Texte étudié -
-=-=-=-=-
Toutes ces interrogations ont été à l’origine de l’élaboration de ce document fondé sur mon expérience professionnelle en milieu militaire.
 

1. Rôle du psycholologue dans l’Armée

“Le meilleur analogue de la psychologie militaire, dit Melton, est la psychologie industrielle”[1]. Mais deux grandes différences sont perçues: d’une part la mission générale de l’Armée, la défense de la population civile, se traduit, dans l’exécution, par l’exercice de la violence. D’autre part l’Armée prend en charge toute la vie des individus, comme les internats, les monastères, les hôpitaux, les prisons.

Dans l’Armée, le psychologue militaire doit faire la psychologie du militaire pour le militaire. En tant qu’employé au sein du commandement, il participe à la mise en place des décisions, en lui fournissant des informations objectives sur les réactions à attendre du personnel d’une part, en suggérant des solutions à ses problèmes d’autre part : efficacité du combat, harmonie de la vie quotidienne, éventuellement réforme des institutions. De plus, il a aussi à agir pour les individus par des conseils personnels. Mais, comme dans l’industrie, le psychologue militaire n’a pas à prendre de décision, qui reste la prérogative du commandement. Il n’a pas, non plus, à agir seul, il doit être en liaison étroite avec le commandement d’unité, le médecin, l’ingénieur militaire, les services sociaux[2].
-=-=-=-=-
Jeu de données -
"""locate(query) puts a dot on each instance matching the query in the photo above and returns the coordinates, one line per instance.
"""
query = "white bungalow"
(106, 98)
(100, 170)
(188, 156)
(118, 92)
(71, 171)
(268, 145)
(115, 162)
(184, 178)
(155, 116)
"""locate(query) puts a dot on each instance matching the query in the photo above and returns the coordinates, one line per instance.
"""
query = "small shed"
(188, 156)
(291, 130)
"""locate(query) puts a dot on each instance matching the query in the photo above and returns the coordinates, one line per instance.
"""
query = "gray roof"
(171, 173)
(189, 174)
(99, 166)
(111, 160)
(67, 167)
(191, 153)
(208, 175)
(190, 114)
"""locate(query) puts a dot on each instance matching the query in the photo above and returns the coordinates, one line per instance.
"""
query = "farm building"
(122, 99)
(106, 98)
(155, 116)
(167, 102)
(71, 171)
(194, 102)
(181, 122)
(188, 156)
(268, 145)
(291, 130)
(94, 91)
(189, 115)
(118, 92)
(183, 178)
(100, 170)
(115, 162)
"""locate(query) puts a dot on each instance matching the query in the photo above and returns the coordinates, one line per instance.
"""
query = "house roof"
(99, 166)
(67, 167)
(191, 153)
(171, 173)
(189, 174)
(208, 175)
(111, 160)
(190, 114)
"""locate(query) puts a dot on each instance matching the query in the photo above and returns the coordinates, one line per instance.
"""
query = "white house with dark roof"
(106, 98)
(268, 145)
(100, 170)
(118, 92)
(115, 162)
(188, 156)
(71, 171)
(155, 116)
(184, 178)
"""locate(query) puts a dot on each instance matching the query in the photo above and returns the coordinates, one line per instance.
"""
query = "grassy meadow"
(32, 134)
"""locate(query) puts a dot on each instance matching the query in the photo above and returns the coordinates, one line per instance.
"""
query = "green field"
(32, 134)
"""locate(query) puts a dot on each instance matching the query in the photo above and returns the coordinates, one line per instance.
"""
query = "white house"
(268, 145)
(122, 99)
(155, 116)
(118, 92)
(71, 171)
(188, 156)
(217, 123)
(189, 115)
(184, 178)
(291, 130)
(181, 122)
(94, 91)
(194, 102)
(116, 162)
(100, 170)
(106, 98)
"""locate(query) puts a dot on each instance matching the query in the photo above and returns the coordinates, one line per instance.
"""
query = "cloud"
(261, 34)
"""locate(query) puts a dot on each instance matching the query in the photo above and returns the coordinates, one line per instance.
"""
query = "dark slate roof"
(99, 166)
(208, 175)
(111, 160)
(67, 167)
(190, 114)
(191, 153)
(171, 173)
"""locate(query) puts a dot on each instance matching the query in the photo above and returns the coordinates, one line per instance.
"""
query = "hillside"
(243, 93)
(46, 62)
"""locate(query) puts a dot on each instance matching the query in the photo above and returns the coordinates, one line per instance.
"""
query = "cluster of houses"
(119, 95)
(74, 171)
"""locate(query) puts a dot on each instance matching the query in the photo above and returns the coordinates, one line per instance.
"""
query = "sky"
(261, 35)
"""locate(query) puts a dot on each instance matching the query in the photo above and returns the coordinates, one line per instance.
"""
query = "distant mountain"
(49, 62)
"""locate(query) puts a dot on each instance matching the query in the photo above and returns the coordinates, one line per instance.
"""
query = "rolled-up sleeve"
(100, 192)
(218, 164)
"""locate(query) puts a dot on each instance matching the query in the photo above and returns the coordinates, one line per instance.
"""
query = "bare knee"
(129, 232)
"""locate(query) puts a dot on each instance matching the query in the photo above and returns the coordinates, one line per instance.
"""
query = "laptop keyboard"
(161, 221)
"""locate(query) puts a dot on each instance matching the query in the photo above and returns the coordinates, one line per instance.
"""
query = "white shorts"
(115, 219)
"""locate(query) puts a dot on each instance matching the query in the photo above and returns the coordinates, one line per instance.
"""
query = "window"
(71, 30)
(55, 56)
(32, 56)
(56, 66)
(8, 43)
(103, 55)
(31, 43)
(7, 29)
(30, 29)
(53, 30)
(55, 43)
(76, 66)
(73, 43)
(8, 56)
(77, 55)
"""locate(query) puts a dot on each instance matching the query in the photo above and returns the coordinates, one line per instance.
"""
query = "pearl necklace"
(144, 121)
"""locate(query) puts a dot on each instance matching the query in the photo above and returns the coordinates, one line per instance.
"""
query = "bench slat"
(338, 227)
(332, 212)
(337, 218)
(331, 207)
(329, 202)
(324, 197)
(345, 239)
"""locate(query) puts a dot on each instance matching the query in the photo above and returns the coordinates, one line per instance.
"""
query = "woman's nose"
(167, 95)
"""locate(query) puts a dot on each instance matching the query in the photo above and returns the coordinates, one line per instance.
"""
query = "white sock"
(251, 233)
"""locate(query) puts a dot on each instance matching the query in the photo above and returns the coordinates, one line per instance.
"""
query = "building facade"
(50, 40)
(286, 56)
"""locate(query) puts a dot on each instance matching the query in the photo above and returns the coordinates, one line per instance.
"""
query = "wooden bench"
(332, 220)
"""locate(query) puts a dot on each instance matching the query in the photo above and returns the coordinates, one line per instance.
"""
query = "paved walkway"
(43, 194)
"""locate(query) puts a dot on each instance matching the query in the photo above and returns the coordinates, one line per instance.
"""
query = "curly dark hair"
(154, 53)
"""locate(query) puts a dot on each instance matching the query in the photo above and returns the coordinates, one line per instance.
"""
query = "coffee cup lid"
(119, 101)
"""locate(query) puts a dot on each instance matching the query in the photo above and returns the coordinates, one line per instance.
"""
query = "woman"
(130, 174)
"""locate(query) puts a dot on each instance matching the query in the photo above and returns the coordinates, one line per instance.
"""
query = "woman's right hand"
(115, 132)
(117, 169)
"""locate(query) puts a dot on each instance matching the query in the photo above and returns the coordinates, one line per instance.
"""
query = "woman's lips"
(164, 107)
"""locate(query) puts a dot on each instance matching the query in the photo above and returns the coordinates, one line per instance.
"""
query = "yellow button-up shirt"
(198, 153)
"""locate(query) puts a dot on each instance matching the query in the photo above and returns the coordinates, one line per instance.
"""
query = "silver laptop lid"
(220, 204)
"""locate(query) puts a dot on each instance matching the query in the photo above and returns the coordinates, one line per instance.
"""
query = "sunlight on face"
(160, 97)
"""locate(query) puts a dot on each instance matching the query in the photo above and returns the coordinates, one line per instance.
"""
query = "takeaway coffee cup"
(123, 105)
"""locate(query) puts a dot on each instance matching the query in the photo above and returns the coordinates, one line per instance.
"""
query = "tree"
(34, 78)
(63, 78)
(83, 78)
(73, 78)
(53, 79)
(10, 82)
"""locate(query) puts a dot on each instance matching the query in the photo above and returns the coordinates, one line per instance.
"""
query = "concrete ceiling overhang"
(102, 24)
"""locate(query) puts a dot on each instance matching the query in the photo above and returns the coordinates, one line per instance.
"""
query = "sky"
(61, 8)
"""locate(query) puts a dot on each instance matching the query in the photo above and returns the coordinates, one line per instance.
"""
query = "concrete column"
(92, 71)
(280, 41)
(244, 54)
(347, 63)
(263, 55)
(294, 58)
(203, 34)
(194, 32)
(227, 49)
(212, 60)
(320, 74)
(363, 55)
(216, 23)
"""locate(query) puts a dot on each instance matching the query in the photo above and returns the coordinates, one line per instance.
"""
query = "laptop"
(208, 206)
-=-=-=-=-
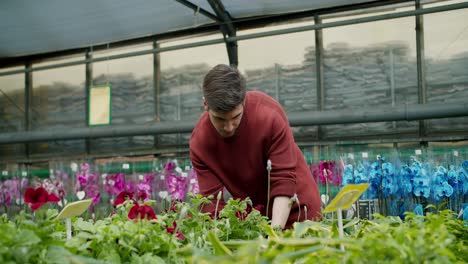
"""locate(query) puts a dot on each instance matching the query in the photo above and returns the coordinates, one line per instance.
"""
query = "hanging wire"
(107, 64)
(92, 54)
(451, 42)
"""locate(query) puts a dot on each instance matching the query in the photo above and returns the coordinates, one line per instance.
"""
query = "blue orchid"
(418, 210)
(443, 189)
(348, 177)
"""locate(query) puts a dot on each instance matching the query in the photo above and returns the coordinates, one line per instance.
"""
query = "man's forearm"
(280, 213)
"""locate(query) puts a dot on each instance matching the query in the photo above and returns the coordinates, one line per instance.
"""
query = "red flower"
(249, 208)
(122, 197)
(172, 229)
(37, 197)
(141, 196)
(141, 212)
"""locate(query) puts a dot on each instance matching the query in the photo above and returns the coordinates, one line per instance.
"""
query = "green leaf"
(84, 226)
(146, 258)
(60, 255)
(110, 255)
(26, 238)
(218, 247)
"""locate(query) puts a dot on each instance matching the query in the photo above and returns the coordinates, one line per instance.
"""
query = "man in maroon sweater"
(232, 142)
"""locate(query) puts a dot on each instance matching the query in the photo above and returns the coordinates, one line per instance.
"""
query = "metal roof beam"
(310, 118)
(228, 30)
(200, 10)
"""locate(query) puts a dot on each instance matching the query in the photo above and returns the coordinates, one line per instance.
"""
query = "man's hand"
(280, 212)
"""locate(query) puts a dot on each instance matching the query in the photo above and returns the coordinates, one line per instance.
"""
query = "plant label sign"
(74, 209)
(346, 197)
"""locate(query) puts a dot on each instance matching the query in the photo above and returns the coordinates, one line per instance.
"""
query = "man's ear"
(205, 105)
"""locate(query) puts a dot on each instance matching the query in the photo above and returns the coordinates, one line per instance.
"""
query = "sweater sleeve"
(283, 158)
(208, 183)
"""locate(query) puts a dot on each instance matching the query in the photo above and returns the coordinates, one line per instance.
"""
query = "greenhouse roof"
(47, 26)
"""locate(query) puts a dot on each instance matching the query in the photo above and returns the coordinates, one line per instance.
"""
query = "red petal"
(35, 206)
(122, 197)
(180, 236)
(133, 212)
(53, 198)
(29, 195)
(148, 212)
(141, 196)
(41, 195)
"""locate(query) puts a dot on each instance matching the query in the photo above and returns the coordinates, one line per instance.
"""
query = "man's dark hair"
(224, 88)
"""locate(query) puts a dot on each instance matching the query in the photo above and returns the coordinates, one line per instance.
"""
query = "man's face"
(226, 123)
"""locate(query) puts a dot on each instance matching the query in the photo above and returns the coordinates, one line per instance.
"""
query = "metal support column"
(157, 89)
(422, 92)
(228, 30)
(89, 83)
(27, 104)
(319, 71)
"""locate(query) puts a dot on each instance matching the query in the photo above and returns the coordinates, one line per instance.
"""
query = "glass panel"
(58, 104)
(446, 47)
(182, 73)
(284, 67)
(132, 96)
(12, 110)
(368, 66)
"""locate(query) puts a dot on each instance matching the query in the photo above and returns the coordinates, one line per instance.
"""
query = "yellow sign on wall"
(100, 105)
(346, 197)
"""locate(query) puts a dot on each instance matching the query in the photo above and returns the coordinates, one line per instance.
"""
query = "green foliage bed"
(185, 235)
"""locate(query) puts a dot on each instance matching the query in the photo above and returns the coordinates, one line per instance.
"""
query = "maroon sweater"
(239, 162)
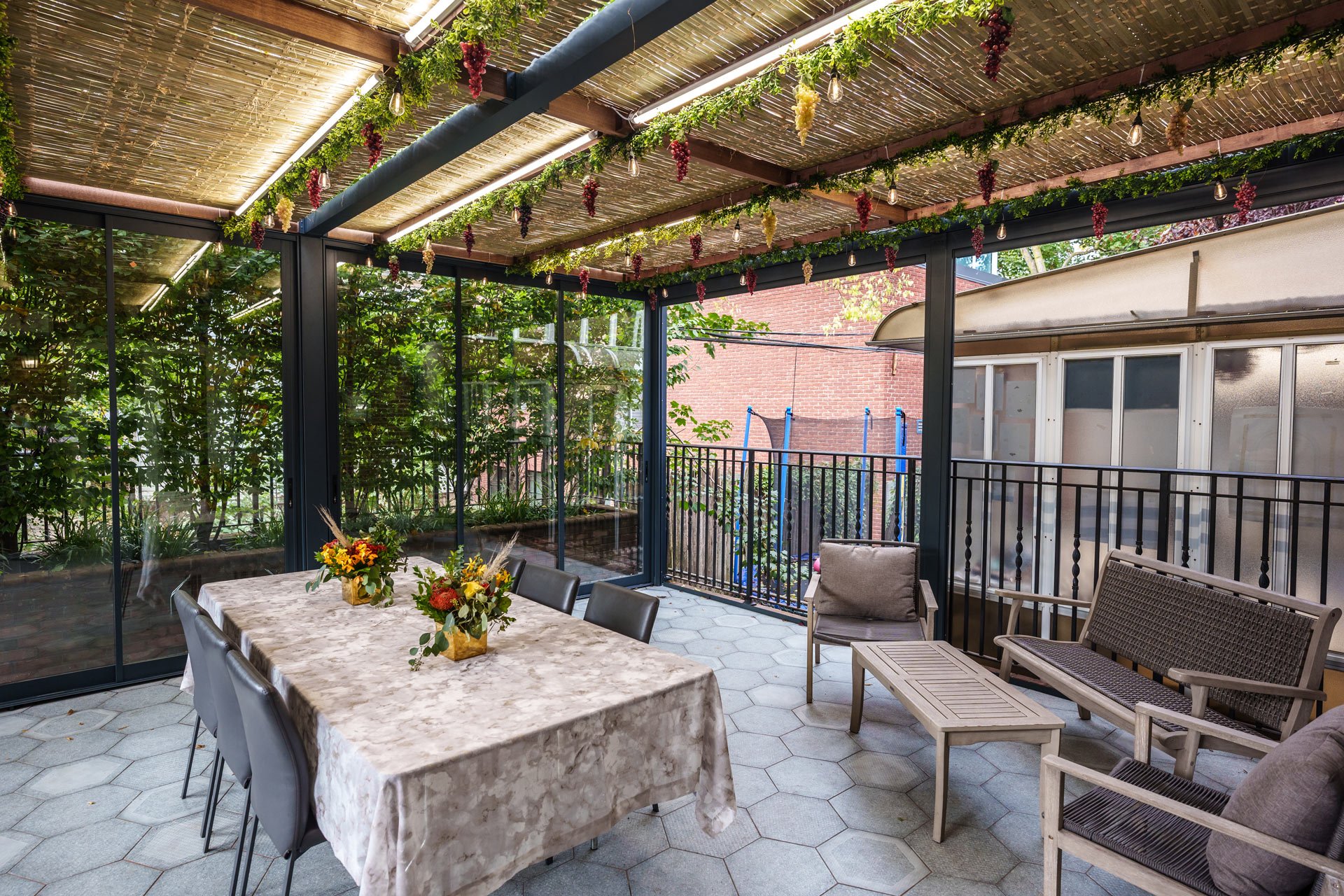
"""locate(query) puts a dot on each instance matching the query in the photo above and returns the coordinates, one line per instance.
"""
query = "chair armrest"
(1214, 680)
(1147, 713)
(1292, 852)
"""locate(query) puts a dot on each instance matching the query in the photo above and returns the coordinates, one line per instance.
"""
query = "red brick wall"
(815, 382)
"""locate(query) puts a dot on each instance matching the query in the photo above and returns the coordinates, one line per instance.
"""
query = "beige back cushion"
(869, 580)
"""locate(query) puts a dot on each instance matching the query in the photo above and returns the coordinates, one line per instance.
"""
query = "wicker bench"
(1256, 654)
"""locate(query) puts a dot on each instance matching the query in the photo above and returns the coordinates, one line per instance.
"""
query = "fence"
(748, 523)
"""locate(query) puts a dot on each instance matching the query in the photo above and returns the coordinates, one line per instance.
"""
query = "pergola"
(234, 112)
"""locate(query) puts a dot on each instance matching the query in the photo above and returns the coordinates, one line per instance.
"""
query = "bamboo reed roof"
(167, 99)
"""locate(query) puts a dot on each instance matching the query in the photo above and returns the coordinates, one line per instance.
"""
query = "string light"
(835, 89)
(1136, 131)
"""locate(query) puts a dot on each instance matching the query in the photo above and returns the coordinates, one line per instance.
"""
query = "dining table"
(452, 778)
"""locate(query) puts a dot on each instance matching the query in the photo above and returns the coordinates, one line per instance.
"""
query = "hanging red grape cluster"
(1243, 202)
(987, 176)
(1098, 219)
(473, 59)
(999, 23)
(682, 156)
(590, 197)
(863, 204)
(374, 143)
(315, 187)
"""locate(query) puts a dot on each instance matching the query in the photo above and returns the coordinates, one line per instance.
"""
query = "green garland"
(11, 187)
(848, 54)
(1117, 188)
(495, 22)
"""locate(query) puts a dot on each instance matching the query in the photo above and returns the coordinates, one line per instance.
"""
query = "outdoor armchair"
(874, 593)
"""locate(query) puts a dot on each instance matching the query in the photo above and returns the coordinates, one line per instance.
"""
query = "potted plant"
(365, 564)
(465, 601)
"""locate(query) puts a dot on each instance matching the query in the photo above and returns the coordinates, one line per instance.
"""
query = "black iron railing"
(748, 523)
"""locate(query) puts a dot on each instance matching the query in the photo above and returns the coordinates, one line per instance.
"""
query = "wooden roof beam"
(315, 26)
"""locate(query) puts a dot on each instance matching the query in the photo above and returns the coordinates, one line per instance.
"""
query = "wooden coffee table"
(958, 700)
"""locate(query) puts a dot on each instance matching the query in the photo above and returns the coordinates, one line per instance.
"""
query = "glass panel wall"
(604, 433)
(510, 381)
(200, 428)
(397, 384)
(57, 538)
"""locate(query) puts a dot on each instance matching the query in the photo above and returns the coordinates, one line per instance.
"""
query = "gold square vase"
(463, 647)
-=-=-=-=-
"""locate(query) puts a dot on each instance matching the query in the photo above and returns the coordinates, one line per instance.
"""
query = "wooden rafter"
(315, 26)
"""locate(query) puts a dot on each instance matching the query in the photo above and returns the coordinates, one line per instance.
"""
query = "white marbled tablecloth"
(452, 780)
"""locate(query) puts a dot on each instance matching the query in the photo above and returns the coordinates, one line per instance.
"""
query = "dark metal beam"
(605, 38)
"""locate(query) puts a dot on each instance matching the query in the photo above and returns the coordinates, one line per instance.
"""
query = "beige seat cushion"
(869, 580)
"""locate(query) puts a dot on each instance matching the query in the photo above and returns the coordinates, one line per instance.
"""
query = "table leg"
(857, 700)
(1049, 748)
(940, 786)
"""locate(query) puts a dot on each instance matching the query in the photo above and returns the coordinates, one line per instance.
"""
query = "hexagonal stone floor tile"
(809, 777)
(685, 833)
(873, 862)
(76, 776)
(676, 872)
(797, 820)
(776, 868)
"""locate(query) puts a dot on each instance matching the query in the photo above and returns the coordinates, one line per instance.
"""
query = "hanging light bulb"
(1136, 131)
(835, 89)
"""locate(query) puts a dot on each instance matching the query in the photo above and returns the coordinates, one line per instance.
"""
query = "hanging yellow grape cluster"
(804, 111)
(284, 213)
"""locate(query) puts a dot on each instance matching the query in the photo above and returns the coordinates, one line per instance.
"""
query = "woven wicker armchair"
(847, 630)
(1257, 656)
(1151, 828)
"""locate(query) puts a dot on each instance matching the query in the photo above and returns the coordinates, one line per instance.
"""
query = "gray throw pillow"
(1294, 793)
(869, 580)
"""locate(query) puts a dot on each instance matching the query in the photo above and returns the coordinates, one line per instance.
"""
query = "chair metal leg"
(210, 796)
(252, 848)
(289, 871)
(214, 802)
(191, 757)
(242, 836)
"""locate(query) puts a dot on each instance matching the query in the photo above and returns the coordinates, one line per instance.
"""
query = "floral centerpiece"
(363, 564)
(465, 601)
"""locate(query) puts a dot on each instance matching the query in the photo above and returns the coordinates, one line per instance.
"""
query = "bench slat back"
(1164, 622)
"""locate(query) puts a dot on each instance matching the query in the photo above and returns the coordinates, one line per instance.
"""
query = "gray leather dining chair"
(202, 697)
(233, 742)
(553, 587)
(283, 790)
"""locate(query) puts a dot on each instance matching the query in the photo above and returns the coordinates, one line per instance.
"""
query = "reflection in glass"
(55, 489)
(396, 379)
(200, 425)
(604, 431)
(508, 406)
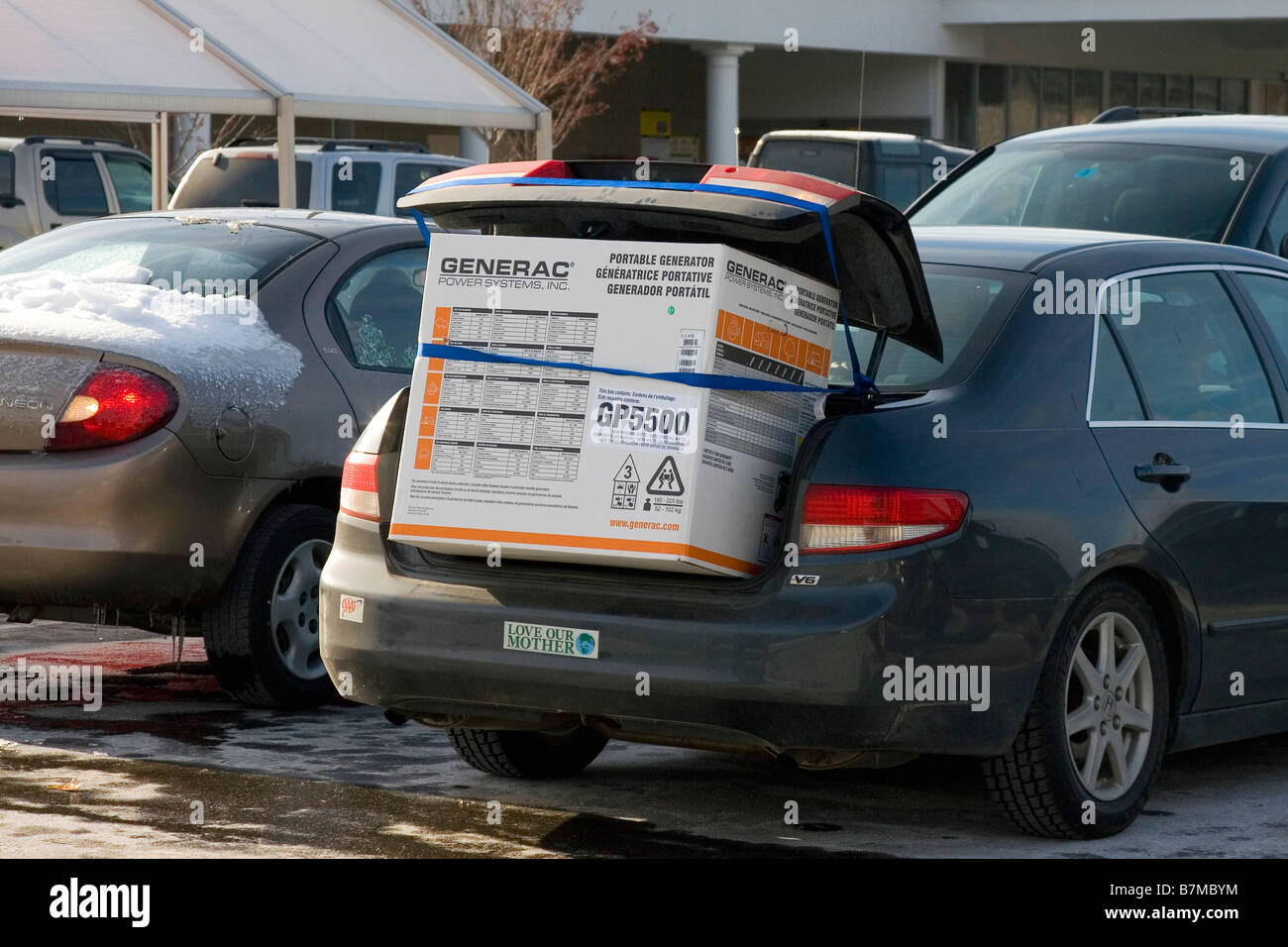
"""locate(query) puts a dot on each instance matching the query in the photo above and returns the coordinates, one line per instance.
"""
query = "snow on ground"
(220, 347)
-=-=-=-=-
Série de tâches -
a) Répondez aux questions suivantes d'après le texte sur la psychologie militaire.
(i) Selon Melton, quelle discipline est le meilleur analogue de la psychologie militaire ?
(ii) À quelles institutions le texte compare-t-il l'Armée parce qu'elle prend en charge toute la vie des individus ?
(iii) À qui revient la prérogative de prendre les décisions ?
b) Poursuivez le texte sur le rôle du psychologue militaire à la suite de sa dernière phrase.
Les items ne servent à rien pour ce travail.

Réponses aux tâches -
a)
(i) La psychologie industrielle.
(ii) Les internats, les monastères, les hôpitaux et les prisons.
(iii) Au commandement.

b)
Les principaux domaines d’activités du psychologue militaire sont:

1.1. La participation à la structuration du «système technique»

1.2. Le maintien du moral

1.3. La psychotechnique, en tant que mise au point d’instruments d’évaluation

1.4. L’information du commandement en ce qui concerne les méthodes et les résultats de psychologie scientifique[3].

Au Liban, la fonction du psychologue militaire se résume en une fonction thérapeutique (suivi thérapeutique des militaires et de leurs familles) et psychométrique (passation des tests psychologiques).
 

2. Rôle des Armées

Dans les armées, en général, nous retrouvons trois rôles essentiels qui se manifestent comme suit:

2.1. Les missions

Le rôle primordial des armées est le combat. Celui-ci est nécessairement précédé, dans un système de l’Armée nationale, par une mobilisation. Celle-ci ne peut s’effectuer en sécurité que si sa couverture est assurée par des forces en place immédiatement possibles. Les trois missions fondamentales sont les suivantes: couvrir, immobiliser, combattre. Pour les remplir, les armées ont des rôles dérivés plus manifestes: la formation du personnel, le stockage et l’entretien du matériel courant et de mobilisation ainsi que l’étude et l’expérimentation de procédures nouvelles.

A ces missions principales et aux activités qui en dérivent, s’ajoutent des activités «accessoires», qui ne sont pas des caractéristiques essentielles des armées, puisqu’elles ne sont pas centrées sur le combat, et dont l’importance a varié avec les époques. Parmi les préocupations qui ont suscité ces activités, on cite: le cérémonial, le maintien de l’ordre et l’égalité de tous les citoyens devant un service obligatoire.

2.2. Systèmes de solutions

Pour répondre à ces exigences, le gouvernement ou le commandement ont eu en général à prendre des décisions relativement à des variables bipolaires. Citons les principales oppositions:

2.2.1. Armée de métier- Armée nationale

2.2.2. Militaire (soumis à des règlements) – Combattants (éventuellement civils)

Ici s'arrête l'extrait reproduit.